──────── Entries shown

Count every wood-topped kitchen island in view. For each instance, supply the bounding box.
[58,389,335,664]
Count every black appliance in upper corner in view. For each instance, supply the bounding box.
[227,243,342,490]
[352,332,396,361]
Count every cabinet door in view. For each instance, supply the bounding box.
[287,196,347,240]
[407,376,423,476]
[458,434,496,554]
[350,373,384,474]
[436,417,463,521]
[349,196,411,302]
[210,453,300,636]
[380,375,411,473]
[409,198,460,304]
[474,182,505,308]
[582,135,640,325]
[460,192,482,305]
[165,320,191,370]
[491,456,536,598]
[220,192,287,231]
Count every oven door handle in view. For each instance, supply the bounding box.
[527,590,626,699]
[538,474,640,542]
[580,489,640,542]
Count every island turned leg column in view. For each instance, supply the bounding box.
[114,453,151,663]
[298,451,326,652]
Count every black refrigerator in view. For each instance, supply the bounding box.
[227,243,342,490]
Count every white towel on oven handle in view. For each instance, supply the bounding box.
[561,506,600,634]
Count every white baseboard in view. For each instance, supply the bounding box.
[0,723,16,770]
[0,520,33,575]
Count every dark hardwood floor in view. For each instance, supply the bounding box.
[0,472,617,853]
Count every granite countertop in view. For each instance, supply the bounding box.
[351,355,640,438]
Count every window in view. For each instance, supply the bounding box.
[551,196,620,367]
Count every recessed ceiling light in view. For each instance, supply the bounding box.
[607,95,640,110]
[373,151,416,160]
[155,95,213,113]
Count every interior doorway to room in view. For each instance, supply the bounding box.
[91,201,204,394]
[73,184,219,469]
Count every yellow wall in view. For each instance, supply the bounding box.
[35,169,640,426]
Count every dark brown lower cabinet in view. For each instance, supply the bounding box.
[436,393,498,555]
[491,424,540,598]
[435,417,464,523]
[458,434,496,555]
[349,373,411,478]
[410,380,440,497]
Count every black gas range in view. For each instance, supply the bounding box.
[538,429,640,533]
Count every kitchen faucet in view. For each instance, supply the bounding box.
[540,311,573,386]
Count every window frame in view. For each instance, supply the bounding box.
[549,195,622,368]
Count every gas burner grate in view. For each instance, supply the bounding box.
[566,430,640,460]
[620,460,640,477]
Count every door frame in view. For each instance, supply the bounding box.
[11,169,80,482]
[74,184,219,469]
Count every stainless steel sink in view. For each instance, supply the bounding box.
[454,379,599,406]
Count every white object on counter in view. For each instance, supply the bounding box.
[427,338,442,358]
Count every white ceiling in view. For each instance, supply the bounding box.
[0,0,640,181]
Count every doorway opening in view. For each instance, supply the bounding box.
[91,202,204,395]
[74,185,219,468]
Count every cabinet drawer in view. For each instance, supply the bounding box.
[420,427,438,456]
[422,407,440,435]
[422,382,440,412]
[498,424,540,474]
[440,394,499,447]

────────────────

**Aim of the exercise:** Render every line of the items above as a Markdown table with two columns, Row and Line. Number each row and leave out any blank lines.

**Exercise solution:**
| Row | Line |
|---|---|
| 1 | Count every wood-topped kitchen island in view. For each instance, supply the bounding box. |
| 2 | [58,389,335,664] |
| 3 | Count every black appliance in upper corner in view. For each instance, supply the bounding box. |
| 4 | [227,243,342,490] |
| 5 | [352,332,396,361] |
| 6 | Count every cabinet door in view. For each instance, supply the bounding box. |
| 7 | [287,196,347,240] |
| 8 | [407,376,423,476] |
| 9 | [458,434,496,554] |
| 10 | [350,373,384,474] |
| 11 | [436,417,463,521] |
| 12 | [349,196,411,302] |
| 13 | [210,453,300,636] |
| 14 | [380,375,411,473] |
| 15 | [409,198,460,304] |
| 16 | [474,182,505,308] |
| 17 | [582,135,640,325] |
| 18 | [460,192,482,305] |
| 19 | [165,320,191,370] |
| 20 | [491,456,536,598] |
| 21 | [220,192,287,231] |
| 22 | Count every oven door handle in view. For each instance, supply the bounding box. |
| 23 | [527,590,626,699] |
| 24 | [538,474,640,542] |
| 25 | [580,489,640,542] |
| 26 | Count every island turned leg column in view. For each instance, supply the bounding box. |
| 27 | [114,453,151,663] |
| 28 | [298,451,326,652] |
| 29 | Count every black refrigerator in view. For each instance, supply the bounding box. |
| 30 | [227,243,342,490] |
| 31 | Count every white towel on oven handle in view. For each instance, supply the bounding box. |
| 32 | [561,506,600,634] |
| 33 | Count every white baseboard in view. For each instance, supply the bounding box. |
| 34 | [0,723,16,770] |
| 35 | [0,520,33,575] |
| 36 | Count every dark hardwood floor in view. For each instance, supply the bounding box. |
| 37 | [0,472,617,853] |
| 38 | Count every granite countertop in view. For each instance, supply the bounding box. |
| 39 | [351,355,640,438] |
| 40 | Count every window in view. For each instance, supply the bounding box. |
| 41 | [551,196,620,367] |
| 42 | Count every recessed ceiling light in view. For each instance, supply the bounding box. |
| 43 | [607,95,640,110] |
| 44 | [373,151,416,160] |
| 45 | [155,95,213,113] |
| 46 | Count every interior doorway to room in view. For each instance, supply the bounding box. |
| 47 | [91,201,204,394] |
| 48 | [73,184,219,469] |
| 49 | Count every yellow wall in view. For each instance, supply the bounding box. |
| 50 | [35,169,640,426] |
| 51 | Count every dark brown lower cabinet in view. For each instance, supply the bounding box. |
| 52 | [436,393,498,555] |
| 53 | [491,424,540,598] |
| 54 | [435,417,464,523] |
| 55 | [458,434,496,555] |
| 56 | [349,373,411,478] |
| 57 | [410,380,440,497] |
| 58 | Count every black gas range in view. For each instance, supply the bounding box. |
| 59 | [538,429,640,533] |
| 60 | Count every kitchen faucet in view. For each instance, supply the bounding box. |
| 61 | [540,311,573,386] |
| 62 | Count every window frame in view. For each instance, supply the bounding box. |
| 63 | [549,195,622,368] |
| 64 | Count every gas burner grate in view. For each instance, supply the bounding box. |
| 65 | [566,430,640,460] |
| 66 | [620,460,640,477] |
| 67 | Count every door frame in view. For each instance, supply the bounding box. |
| 68 | [11,169,80,482] |
| 69 | [74,184,219,469] |
| 70 | Count every stainless steel sink in view. For each instance, supply the bounding box. |
| 71 | [454,379,599,406] |
| 72 | Count every white object on counter in view. For each instance, supply the bounding box. |
| 73 | [427,338,442,358] |
| 74 | Count every white ceiling in view. For each instance, supply the bounding box. |
| 75 | [0,0,640,181] |
| 76 | Count every doorway opening in view. For each instance, supply the bounding box. |
| 77 | [91,202,204,395] |
| 78 | [74,185,219,468] |
| 79 | Count every cabinet drawer in view. For each instance, supply the bounding box. |
| 80 | [420,427,438,456] |
| 81 | [422,407,440,435] |
| 82 | [422,382,440,412] |
| 83 | [498,424,540,474] |
| 84 | [440,394,499,447] |